◆ **TASK DIRECTIONS**:
Update the entries below by changing each "integer pixel coords" to "whole-number pixel coordinates". Keep everything else the same.

◆ **DATA PROVIDED**:
****************

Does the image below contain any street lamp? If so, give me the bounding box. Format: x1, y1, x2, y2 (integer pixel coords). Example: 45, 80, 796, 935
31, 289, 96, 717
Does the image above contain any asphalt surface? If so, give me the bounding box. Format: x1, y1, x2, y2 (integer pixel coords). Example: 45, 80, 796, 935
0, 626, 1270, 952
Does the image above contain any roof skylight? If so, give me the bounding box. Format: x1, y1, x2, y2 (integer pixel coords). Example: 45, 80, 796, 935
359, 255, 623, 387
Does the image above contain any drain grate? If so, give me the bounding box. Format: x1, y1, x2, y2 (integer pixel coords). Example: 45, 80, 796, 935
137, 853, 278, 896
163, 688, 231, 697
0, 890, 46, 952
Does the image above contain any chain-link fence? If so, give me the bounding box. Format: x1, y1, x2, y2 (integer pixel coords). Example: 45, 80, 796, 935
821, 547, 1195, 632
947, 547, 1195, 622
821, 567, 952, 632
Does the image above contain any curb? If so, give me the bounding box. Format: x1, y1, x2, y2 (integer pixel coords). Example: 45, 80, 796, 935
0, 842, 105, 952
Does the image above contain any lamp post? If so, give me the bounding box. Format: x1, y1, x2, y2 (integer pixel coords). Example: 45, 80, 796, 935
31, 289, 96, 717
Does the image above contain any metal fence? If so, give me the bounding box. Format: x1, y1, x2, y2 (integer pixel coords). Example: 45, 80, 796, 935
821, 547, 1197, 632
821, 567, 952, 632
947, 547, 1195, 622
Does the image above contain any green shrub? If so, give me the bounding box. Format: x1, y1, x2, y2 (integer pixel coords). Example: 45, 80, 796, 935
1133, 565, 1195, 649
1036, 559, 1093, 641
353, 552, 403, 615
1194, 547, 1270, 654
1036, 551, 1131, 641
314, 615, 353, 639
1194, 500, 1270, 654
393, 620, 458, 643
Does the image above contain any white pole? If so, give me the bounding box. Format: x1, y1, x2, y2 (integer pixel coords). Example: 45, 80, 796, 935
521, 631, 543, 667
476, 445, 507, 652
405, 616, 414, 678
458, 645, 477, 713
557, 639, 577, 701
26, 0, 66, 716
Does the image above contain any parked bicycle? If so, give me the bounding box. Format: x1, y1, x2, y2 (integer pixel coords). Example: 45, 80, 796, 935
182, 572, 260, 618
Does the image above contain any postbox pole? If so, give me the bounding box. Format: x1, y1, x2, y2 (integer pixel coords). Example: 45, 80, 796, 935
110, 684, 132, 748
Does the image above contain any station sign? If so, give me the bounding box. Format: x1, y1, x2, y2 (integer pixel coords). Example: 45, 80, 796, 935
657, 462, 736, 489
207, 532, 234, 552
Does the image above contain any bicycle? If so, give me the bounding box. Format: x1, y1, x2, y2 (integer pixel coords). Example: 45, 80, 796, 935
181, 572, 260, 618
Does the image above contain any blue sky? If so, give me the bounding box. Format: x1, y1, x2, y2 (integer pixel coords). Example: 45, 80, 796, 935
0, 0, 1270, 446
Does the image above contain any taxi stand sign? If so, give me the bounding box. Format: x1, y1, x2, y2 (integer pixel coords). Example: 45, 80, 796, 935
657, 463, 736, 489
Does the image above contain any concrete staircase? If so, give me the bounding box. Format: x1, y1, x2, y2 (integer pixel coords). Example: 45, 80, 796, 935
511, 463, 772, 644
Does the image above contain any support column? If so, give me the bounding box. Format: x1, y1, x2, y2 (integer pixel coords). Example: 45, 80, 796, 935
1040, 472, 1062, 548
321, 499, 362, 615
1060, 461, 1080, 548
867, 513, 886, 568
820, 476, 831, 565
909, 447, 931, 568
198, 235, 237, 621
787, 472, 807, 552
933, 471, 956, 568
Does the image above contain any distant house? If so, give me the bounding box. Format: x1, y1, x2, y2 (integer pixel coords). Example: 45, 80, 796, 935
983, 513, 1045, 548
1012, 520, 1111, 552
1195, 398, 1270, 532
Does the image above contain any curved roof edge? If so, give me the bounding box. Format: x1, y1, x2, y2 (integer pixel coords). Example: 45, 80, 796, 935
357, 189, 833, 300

****************

◆ **ANSWER TO THE PROBLEM**:
Does the image below contain any street lamp? If so, give me the bounding box. Format: x1, y1, x2, y2 (whole-number pixel coordinates). Example: 45, 80, 796, 935
31, 289, 96, 717
Does the image above contain any asphalt surface? If so, give me the bounding box. Format: x1, y1, x2, y2 (whole-number pixel coordinates). Example: 45, 80, 796, 935
0, 626, 1270, 952
Does the image above contain any roof skylight? If so, give me the bounding box. Format: x1, y1, x2, y2 (whole-number pixel coordinates). Example: 45, 80, 796, 935
359, 255, 623, 387
Does the image above contain any drain grate? If so, give me the bounding box. Format: x1, y1, x2, y2 (whole-number pixel coordinates). Example: 45, 80, 796, 935
137, 853, 278, 896
163, 688, 231, 697
0, 890, 46, 952
Does the image above contain any chain-link fence? If so, give me the bounding box. Format: x1, y1, x2, y2 (whole-number pixel coordinates). Example: 45, 80, 796, 935
821, 547, 1195, 632
947, 547, 1195, 622
821, 567, 952, 632
Does the image above contain any curb? If so, give me the bounding box. Format: x1, y1, x2, y2 (whole-number pixel coordinates). Example: 45, 80, 796, 935
0, 842, 105, 952
Does the image above contain any lamp post? If so, give me the bounding box. Format: x1, y1, x2, y2 (whole-number pixel coordinates). Example: 45, 80, 796, 935
31, 289, 96, 717
Does the image above contain any metal fence? If so, give me the bounding box. Format: x1, y1, x2, y2 (whole-number pixel coordinates). Example: 45, 80, 796, 935
821, 547, 1197, 632
821, 567, 952, 632
947, 547, 1195, 622
Does the image above contain any green shrub? If so, give me the bounding box. Format: x1, y1, x2, y2 (whole-number pixel coordinates). Example: 45, 80, 796, 935
1133, 565, 1195, 649
1036, 559, 1093, 641
353, 552, 403, 615
1194, 547, 1270, 654
1036, 551, 1131, 641
314, 615, 353, 639
1194, 500, 1270, 654
393, 620, 458, 643
Does the image above contain any white pole? If so, give me the bounding box. Format: x1, y1, x2, y2 (whole-number pixel coordinates). Example: 45, 80, 796, 935
521, 631, 543, 667
476, 445, 507, 652
405, 616, 414, 678
458, 645, 477, 713
557, 639, 577, 701
26, 0, 66, 716
Does the image above contain any parked bicycle? If so, give me the bounding box. Format: x1, y1, x2, y2 (whole-number pixel coordinates). Example: 45, 80, 796, 935
182, 572, 260, 618
Does the image above contain any postbox pole? If so, give me the bounding box. Format: x1, y1, x2, y2 (whole-number pixel coordinates). Example: 45, 80, 796, 935
110, 684, 132, 748
Does the image above contain any station sign? If so, give me the bounding box. Format: x1, y1, x2, y2 (whole-number pixel coordinates). Example: 45, 80, 796, 935
657, 462, 736, 489
207, 532, 234, 552
Does the image above contain any bicycle? If so, give me the bounding box. Format: x1, y1, x2, y2 (whole-number pixel coordinates). Example: 45, 80, 796, 935
181, 572, 260, 618
Does the image above contain any blue sky? If so, give me the bounding box. Format: x1, y1, x2, y2 (whole-number pixel coordinates). Example: 45, 80, 796, 935
0, 0, 1270, 446
Does the image above contain any taxi stand sign? If so, give me the bounding box. Format: x1, y1, x2, y2 (whole-number pixel coordinates). Example: 45, 80, 796, 935
657, 463, 736, 489
Does the image above contain any concrete staircase? If so, give me the bounding box. Format: x1, y1, x2, y2 (whole-number pixel coordinates). Example: 45, 80, 796, 935
511, 463, 772, 644
Does the image above contain any support column? If so, give me the bounding box. Format: x1, y1, x2, y2 (whole-number pixel coordinates). Example: 45, 80, 796, 935
1040, 472, 1062, 548
321, 499, 362, 615
1060, 461, 1080, 548
867, 513, 886, 568
820, 476, 831, 565
909, 447, 931, 568
198, 235, 237, 621
787, 472, 807, 552
933, 471, 956, 568
Does the image above contain any distant house? If so, give me the bounding box. Format: x1, y1, x2, y2 (whole-number pixel coordinates). Example: 45, 80, 796, 935
983, 513, 1045, 548
1012, 520, 1111, 552
1195, 398, 1270, 532
Does the image above contain any curved roof edge? If so, give me the bounding box. Format: x1, y1, x2, y2 (whole-number pixel coordinates). Example: 45, 80, 796, 935
357, 189, 833, 300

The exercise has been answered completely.